WHAT TO PRODUCE => Retype every one of the entries below word for word, omitting the pictures.

MATERIAL TO PROCESS =>
______

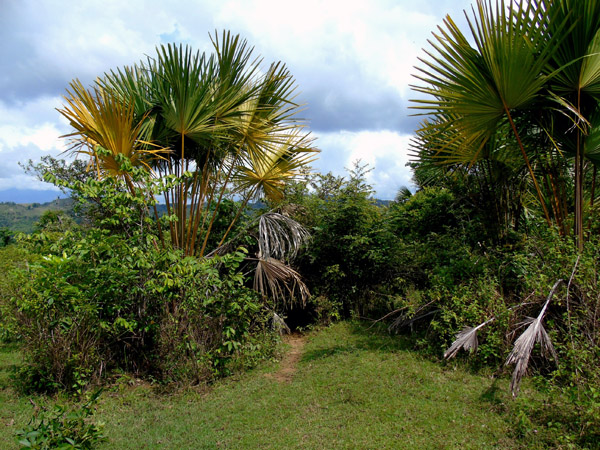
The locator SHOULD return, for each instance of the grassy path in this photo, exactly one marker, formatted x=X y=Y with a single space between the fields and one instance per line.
x=346 y=388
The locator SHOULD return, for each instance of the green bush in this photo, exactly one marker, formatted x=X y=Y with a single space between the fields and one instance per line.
x=62 y=428
x=108 y=296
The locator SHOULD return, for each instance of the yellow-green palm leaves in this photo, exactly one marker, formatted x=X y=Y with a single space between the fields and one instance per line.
x=105 y=128
x=218 y=121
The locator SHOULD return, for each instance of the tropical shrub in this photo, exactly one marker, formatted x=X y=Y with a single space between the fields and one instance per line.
x=110 y=296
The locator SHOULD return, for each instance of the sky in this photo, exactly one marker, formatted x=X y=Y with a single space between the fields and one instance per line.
x=352 y=60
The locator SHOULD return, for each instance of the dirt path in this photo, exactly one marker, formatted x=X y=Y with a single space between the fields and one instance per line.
x=290 y=360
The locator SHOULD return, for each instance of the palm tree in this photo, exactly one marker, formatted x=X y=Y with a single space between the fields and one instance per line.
x=528 y=71
x=217 y=124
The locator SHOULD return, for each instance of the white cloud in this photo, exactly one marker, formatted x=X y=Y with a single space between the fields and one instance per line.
x=352 y=60
x=386 y=152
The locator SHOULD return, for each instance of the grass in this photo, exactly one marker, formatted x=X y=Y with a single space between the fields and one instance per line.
x=352 y=389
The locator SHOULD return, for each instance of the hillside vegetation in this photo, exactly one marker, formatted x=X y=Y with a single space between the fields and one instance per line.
x=22 y=217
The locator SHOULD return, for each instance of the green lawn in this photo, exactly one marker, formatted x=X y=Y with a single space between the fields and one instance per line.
x=352 y=389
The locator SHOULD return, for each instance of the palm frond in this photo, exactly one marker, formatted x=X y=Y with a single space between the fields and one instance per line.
x=279 y=281
x=280 y=236
x=523 y=347
x=466 y=339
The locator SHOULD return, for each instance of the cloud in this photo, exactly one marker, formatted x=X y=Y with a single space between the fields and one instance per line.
x=385 y=152
x=352 y=62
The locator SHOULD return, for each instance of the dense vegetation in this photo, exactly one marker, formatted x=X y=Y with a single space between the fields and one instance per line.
x=21 y=218
x=495 y=253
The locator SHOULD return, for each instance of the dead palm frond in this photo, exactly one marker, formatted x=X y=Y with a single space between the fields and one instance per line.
x=466 y=339
x=280 y=236
x=279 y=281
x=279 y=325
x=523 y=347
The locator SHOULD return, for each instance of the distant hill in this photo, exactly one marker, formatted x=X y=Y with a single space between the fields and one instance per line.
x=22 y=217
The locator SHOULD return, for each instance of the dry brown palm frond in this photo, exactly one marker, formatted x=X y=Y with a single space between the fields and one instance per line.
x=279 y=325
x=280 y=237
x=280 y=281
x=523 y=347
x=466 y=339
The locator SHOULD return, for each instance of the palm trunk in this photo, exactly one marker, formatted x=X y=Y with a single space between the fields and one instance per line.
x=537 y=187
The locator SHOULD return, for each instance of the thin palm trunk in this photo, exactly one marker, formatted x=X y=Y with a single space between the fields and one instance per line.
x=529 y=168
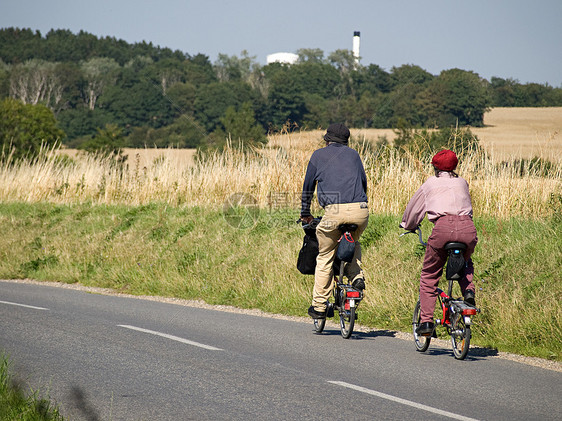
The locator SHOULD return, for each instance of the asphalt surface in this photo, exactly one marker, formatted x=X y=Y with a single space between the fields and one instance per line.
x=104 y=357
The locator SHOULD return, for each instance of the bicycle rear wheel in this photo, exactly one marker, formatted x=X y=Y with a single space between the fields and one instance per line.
x=347 y=321
x=460 y=338
x=421 y=342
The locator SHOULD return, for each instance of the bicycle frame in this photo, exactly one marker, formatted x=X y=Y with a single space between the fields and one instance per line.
x=455 y=314
x=447 y=303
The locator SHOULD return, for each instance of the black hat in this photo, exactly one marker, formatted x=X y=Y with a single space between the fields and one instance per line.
x=337 y=132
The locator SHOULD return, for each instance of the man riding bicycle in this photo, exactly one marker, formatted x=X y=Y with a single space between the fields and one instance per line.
x=446 y=200
x=338 y=174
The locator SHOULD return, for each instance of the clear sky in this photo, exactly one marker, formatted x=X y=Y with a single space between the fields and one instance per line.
x=517 y=39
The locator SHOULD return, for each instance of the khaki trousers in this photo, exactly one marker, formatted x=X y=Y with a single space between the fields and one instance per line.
x=328 y=235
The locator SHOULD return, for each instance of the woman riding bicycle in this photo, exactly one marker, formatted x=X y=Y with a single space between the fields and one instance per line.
x=446 y=200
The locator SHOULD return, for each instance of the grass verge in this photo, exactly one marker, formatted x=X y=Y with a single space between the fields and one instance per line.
x=248 y=260
x=15 y=404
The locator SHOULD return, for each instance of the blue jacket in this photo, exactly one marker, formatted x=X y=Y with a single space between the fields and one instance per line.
x=338 y=173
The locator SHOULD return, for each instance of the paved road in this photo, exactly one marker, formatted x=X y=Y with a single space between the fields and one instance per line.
x=107 y=357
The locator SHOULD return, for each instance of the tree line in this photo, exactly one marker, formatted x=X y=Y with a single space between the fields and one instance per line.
x=140 y=94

______

TASK RESPONSE =>
The locator SHOULD return, for each instance of the grassy path in this photo, exactly one marker, formatted x=X y=Y with a single space between the fields and one instance per line.
x=346 y=388
The locator SHOULD return, for each instance of the green bush in this photo, exactly one marker, formatted x=X y=Y with a single space between the fields and one instance per line.
x=62 y=428
x=108 y=296
The locator SHOULD return, for each instance of the yellow-green palm leaves in this photo, exactly one marker, formatted x=X y=Y with a single space between the fields and one instance per line.
x=105 y=128
x=218 y=121
The locator SHOULD return, for each instance of the tropical shrub in this photo, exactly one marker, formatted x=X y=Y with a single space between the fields and one instance per line.
x=110 y=296
The locator SHOULD return, for each instance of the sky in this photo, exactly one marker, formatted x=X y=Y with a single space between the fields and one instance per line.
x=352 y=60
The locator SHOULD return, for each instance of the dirt path in this photo, exactly one marker, formatted x=X y=Y with a single space between the fields and one instance per line.
x=290 y=360
The locator SHOULD return, for each instance of the palm tree in this photo, exactly one marker, formatted x=X y=Y with a single space between the fields and one instance per line.
x=528 y=71
x=217 y=124
The locator SHOULD return, for each instance of the white cloud in this photo, exactly one marker, formatted x=X y=Y with a single space between the fields and one instance per line.
x=352 y=60
x=386 y=152
The locator SHOULD return, for each instance of the grass in this photo, exactly one marker, formatted x=X y=Y with a single space between the fields and one instance per line.
x=352 y=389
The locator SHOULD return, for each instance of the hillside vegetation in this photo, exactly one marker, formatted x=X y=Y with a single space between the fields and one instance per line.
x=22 y=217
The locator SHOULD return, for each instance of the green lawn in this photo, exactly one marker, formatted x=X y=Y with a single space between the fields and one instance per line.
x=352 y=389
The locator SHOULD return, for each instance of the palm frond in this photo, exactly one marker, formatted x=X y=Y with a single space between the fields and one instance per line.
x=279 y=281
x=280 y=236
x=523 y=347
x=466 y=339
The locator SHOULD return, for each instance of the cloud in this photo, exactly one marker, formatted x=X y=Y with a single space between the fields and one instance per line.
x=385 y=152
x=352 y=62
The locator SHOULD return, for each instance of the dense vegetation in this photo, exactly one marker, formatted x=X y=Y with a single space between the fields and one instance per line.
x=21 y=218
x=495 y=253
The locator SHOULD return, for each instance of the dead palm frond in this photo, exactly one marker, formatted x=X y=Y with a single space between the fields and one instance per line.
x=466 y=339
x=280 y=236
x=279 y=281
x=279 y=325
x=523 y=347
The locator SHOULD return, for each instance of the distant hill in this photo, exactly one marker, formatted x=X y=Y with a single space between the fields and one instance per line.
x=22 y=217
The locator SHOULD return, for each instance of the dry brown palm frond in this photo, exactly one marker, formatted x=X y=Y with a single space between the fields and one instance per line.
x=279 y=325
x=280 y=237
x=280 y=281
x=523 y=347
x=466 y=339
The locator SHOULD return, for each instance of the palm trunk in this photo, exactly one marker, formatted x=X y=Y with a single space between the fields and one instance per line.
x=537 y=187
The locator SHOULD return, for each instance of the thin palm trunk in this photo, exactly one marker, formatted x=X y=Y with a single space between the fields and one instance per line.
x=529 y=168
The locator SHOULD return, for each instance of the asphalt surface in this photo, exactly one marker, formatted x=X y=Y with a single space between the fields and one instance per line.
x=104 y=357
The locator SHOULD return, for each instance of the bicycle rear wheel in this photo, exactly one marker, formatted x=X y=Y with a single space between the fields and one instance per line.
x=347 y=321
x=460 y=338
x=421 y=342
The locator SHOULD return, for each instance of the bicycle frame in this photo, exactly one marker, formatted x=X y=Y with a single space between the fields and one instance per line.
x=455 y=314
x=447 y=303
The locator SHOULD return, for each instance of the black hat in this photo, exactly one marker, formatted x=X y=Y with a single space between the fields and one instance per line.
x=337 y=132
The locator SHOULD return, for each instance of the man riding bicycle in this photo, exactly one marker, formatted x=X y=Y with a single space between the fields and one instance per line.
x=446 y=200
x=338 y=174
The locator SHOULD return, for each instance of the clear sky in this photo, exactly one marker, formatted x=X y=Y with a single space between the fields and one instance per line.
x=517 y=39
The locator SHOULD return, for each instance of the khaki trousers in this photo, exactly one marker, formatted x=X y=Y with a single space between the fields and one instance per line.
x=328 y=235
The locator SHOULD return, for each instance of the woman riding bicycle in this photo, exactly one marker, formatted x=X y=Y with a single space between the fields and one instance per line.
x=446 y=200
The locator SHOULD return, for each instance of the grass verge in this photo, exactly one marker, formatted x=X y=Y with a single space between the fields and one instance per line.
x=248 y=260
x=15 y=404
The locator SHOULD return, for each instance of the blue jacket in this photo, exactly one marker, formatted x=X y=Y with a single space between the fields and one instance per line.
x=338 y=173
The locator SHOULD return, for each instance of the paved road in this photo, exactly one marker, formatted x=X y=Y with a single space between the fields and one instance per line.
x=107 y=357
The locator SHOULD return, for each instance of the tree line in this photo, exactly one marker, formatted x=X y=Y with a single space between the fields and one instance per line.
x=140 y=94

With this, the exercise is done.